**GIVEN PROBLEM**
Rewrite every item that follows as a JSON list of strings, one string per line, leaving out any blank lines.

**EXERCISE MATERIAL**
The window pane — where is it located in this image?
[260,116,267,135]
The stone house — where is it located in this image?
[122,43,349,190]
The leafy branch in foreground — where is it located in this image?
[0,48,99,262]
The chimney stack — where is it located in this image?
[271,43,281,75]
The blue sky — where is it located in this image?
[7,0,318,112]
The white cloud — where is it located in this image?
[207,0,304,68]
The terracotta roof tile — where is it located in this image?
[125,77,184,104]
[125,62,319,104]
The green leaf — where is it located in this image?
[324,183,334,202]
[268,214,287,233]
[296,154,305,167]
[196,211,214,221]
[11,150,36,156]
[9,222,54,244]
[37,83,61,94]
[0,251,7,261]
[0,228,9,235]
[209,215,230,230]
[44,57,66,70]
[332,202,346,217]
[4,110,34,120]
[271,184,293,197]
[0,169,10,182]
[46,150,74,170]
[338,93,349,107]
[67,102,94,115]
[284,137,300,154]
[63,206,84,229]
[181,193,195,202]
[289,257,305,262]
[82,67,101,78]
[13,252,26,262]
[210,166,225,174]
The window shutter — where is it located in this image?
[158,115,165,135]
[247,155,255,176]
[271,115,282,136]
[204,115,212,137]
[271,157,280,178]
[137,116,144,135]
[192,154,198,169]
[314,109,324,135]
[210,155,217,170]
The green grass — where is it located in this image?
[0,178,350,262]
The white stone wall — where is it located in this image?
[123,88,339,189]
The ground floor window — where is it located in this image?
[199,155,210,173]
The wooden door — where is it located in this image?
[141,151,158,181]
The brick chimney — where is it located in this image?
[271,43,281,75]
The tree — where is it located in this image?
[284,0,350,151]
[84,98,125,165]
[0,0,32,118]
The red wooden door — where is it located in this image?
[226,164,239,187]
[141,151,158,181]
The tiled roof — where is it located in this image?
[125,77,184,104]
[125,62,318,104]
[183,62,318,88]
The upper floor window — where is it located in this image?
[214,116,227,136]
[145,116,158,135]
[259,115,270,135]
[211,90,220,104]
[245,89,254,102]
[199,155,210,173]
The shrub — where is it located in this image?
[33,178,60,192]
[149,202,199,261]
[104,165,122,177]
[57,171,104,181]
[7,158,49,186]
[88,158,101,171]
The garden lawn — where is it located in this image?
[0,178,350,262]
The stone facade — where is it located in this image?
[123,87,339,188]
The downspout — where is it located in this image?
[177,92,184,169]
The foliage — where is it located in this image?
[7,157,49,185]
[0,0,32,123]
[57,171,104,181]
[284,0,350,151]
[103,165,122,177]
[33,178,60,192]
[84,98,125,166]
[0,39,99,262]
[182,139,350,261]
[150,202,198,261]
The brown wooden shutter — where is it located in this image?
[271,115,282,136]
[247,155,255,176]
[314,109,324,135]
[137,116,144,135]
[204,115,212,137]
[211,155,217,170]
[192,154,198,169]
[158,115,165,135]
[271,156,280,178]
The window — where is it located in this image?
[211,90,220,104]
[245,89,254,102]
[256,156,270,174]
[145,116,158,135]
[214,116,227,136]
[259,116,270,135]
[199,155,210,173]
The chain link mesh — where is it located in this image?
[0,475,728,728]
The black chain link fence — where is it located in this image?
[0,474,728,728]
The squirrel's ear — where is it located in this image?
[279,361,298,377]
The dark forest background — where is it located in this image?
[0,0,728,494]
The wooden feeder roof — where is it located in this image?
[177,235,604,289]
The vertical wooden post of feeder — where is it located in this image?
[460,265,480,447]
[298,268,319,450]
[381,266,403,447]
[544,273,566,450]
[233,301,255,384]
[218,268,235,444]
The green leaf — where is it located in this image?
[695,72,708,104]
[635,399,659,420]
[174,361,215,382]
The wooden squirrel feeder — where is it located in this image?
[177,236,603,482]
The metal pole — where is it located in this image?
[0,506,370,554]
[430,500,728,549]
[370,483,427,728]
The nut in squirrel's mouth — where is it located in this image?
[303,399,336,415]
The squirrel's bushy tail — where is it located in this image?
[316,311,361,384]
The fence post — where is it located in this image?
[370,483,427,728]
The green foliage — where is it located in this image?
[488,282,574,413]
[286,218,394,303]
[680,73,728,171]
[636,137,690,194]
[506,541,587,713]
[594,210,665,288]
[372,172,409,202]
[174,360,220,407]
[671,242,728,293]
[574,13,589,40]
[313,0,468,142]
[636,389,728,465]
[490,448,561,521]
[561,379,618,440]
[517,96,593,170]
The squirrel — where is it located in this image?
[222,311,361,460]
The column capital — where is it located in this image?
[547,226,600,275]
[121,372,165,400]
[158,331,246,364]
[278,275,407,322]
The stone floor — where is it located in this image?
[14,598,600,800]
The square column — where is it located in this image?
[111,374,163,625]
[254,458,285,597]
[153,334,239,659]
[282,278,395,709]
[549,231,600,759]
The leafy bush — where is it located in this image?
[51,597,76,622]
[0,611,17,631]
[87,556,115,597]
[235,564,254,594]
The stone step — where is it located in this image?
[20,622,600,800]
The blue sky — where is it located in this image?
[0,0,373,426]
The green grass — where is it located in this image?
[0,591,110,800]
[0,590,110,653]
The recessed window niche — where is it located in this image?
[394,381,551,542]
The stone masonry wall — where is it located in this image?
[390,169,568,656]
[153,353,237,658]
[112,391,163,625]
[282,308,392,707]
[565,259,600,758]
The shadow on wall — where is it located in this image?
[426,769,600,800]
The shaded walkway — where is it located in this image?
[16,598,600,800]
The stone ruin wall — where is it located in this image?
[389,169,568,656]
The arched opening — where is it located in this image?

**SOLUTION TO THIS TASK**
[
  "The window pane — where is it located in this image?",
  "[260,116,267,135]",
  "The stone house — where is it located in this image?",
  "[122,43,349,190]",
  "The leafy branch in foreground — where is it located in this image?",
  "[0,48,99,262]",
  "The chimney stack — where is it located in this image?",
  "[271,43,281,75]",
  "The blue sky — where is it located in this image?",
  "[7,0,318,112]",
  "The white cloud — where is it located in this image?",
  "[207,0,304,68]",
  "The terracotta roof tile — where is it located in this image?",
  "[125,77,184,104]",
  "[125,62,319,104]",
  "The green leaf — where is it located in this image?",
  "[324,183,334,202]",
  "[268,214,287,233]",
  "[296,154,305,167]",
  "[196,211,214,221]",
  "[11,150,36,156]",
  "[9,222,54,244]",
  "[37,83,61,94]",
  "[0,251,7,261]",
  "[0,228,9,235]",
  "[209,215,230,230]",
  "[44,57,66,70]",
  "[332,202,346,217]",
  "[4,110,34,120]",
  "[271,184,293,197]",
  "[0,169,10,182]",
  "[46,150,74,170]",
  "[338,93,349,107]",
  "[67,102,94,115]",
  "[284,137,300,154]",
  "[63,206,84,229]",
  "[181,193,195,202]",
  "[289,257,305,262]",
  "[82,67,101,78]",
  "[13,252,26,262]",
  "[210,166,225,174]",
  "The window shutter — where is it located in this image?",
  "[158,115,165,135]",
  "[247,155,255,176]",
  "[271,115,282,136]",
  "[204,115,212,137]",
  "[271,157,280,178]",
  "[137,116,144,135]",
  "[192,154,198,169]",
  "[314,109,324,135]",
  "[210,155,217,170]",
  "The green grass — where is it located in this image?",
  "[0,178,350,262]",
  "The white stone wall — where is it located in this image?",
  "[123,88,339,189]",
  "The ground floor window — where is it located in this image?",
  "[199,155,210,173]",
  "The wooden door — where is it located in this image?",
  "[141,151,158,181]",
  "The brick chimney — where is it located in this image?",
  "[271,43,281,75]",
  "The tree — where is it located in this image?",
  "[284,0,350,151]",
  "[84,98,125,165]",
  "[0,0,32,118]",
  "The red wooden door — where is it located in this image?",
  "[226,164,239,187]",
  "[141,151,158,181]",
  "The tiled roof — where is it located in this image?",
  "[125,77,184,104]",
  "[125,62,318,104]",
  "[183,62,318,88]",
  "The upper floor window — where is it located in this image?",
  "[214,116,227,136]",
  "[145,116,158,135]",
  "[259,115,270,135]",
  "[211,90,220,104]",
  "[245,89,254,102]",
  "[199,155,210,173]",
  "The shrub — where is it located in this image?",
  "[33,178,60,192]",
  "[149,202,199,261]",
  "[104,165,122,177]",
  "[57,171,104,181]",
  "[7,158,49,186]",
  "[88,158,101,171]",
  "The garden lawn — where is it located in this image?",
  "[0,178,350,262]",
  "The stone facade — where is it located in this image?",
  "[123,87,339,188]",
  "The downspout — where is it located in this image?",
  "[177,92,184,169]",
  "The foliage — where is it located in this image?",
  "[7,157,49,185]",
  "[0,0,32,123]",
  "[57,171,104,181]",
  "[284,0,350,151]",
  "[103,165,122,177]",
  "[33,178,60,192]",
  "[84,98,125,166]",
  "[0,39,99,262]",
  "[182,139,350,261]",
  "[150,202,198,261]",
  "The brown wooden shutter — where is it located in this image?",
  "[271,115,282,136]",
  "[247,155,255,176]",
  "[314,109,324,135]",
  "[137,116,144,135]",
  "[204,115,212,137]",
  "[211,155,217,170]",
  "[192,154,198,169]",
  "[158,115,165,135]",
  "[271,156,280,178]",
  "The window — where is it located in this image?",
  "[211,90,220,104]",
  "[245,89,254,102]",
  "[256,156,270,174]",
  "[145,116,158,135]",
  "[214,116,227,136]",
  "[259,116,270,135]",
  "[199,155,210,173]",
  "The chain link mesh — where is it located in this image?",
  "[0,475,728,728]",
  "The black chain link fence — where is it located in this image?",
  "[0,474,728,728]",
  "The squirrel's ear — where is it located in this image?",
  "[279,361,298,377]",
  "The dark forest background — where is it located in this image?",
  "[0,0,728,494]",
  "The wooden feeder roof — where is it located in this image?",
  "[177,235,604,289]",
  "The vertical wooden post of feeder — where is it located in this image?",
  "[460,265,480,447]",
  "[298,268,319,450]",
  "[381,266,403,447]",
  "[544,273,566,450]",
  "[233,301,255,384]",
  "[218,268,235,444]",
  "The green leaf — where is it located in this image?",
  "[695,72,708,104]",
  "[635,399,659,420]",
  "[174,361,215,382]",
  "The wooden squirrel feeder — where is it located in this image?",
  "[177,236,603,482]",
  "The metal pole — where is it located in this image?",
  "[0,506,370,554]",
  "[430,500,728,549]",
  "[370,483,427,728]",
  "The nut in squirrel's mouth — where is it located in this image?",
  "[303,399,336,415]",
  "The squirrel's bushy tail — where is it located in this image?",
  "[316,311,361,384]",
  "The fence post — where is it located in this image?",
  "[370,483,427,728]",
  "The green foliage — where is it located in this image?",
  "[488,282,574,413]",
  "[286,218,394,303]",
  "[680,73,728,171]",
  "[636,137,690,194]",
  "[506,541,587,713]",
  "[594,210,665,288]",
  "[372,172,409,202]",
  "[174,360,220,407]",
  "[671,242,728,293]",
  "[574,13,589,40]",
  "[313,0,468,142]",
  "[636,389,728,465]",
  "[490,448,561,521]",
  "[561,379,618,440]",
  "[517,96,593,170]",
  "The squirrel — where is it located in this image?",
  "[222,311,361,460]",
  "The column capital — where is it located in this image?",
  "[547,226,600,275]",
  "[121,372,165,400]",
  "[158,331,246,364]",
  "[278,275,407,322]",
  "The stone floor — where is it located in this image?",
  "[14,598,600,800]",
  "The square column — where is it located in this image?",
  "[111,374,163,625]",
  "[254,458,285,597]",
  "[153,334,239,659]",
  "[282,278,395,709]",
  "[549,231,600,759]",
  "The leafy bush — where is it located in this image?",
  "[51,597,76,622]",
  "[0,611,17,631]",
  "[87,556,115,597]",
  "[235,564,254,594]",
  "The stone step — where is it located in this image?",
  "[20,622,600,800]",
  "The blue sky — where is it located in this image?",
  "[0,0,373,426]",
  "The green grass — where is it located in this image?",
  "[0,591,110,800]",
  "[0,590,110,653]",
  "The recessed window niche — where is it located in this image?",
  "[394,381,551,542]",
  "The stone masonry wall — where is it located in this image?",
  "[390,169,568,656]",
  "[153,353,237,658]",
  "[112,391,163,625]",
  "[282,308,392,707]",
  "[565,259,600,758]",
  "The shadow on wall — where is it located in this image?",
  "[426,769,600,800]",
  "The shaded walkway — where is it located in this image?",
  "[16,598,600,800]",
  "The stone ruin wall — where is it located in this image?",
  "[389,169,568,656]",
  "The arched opening — where is it located in this image?"
]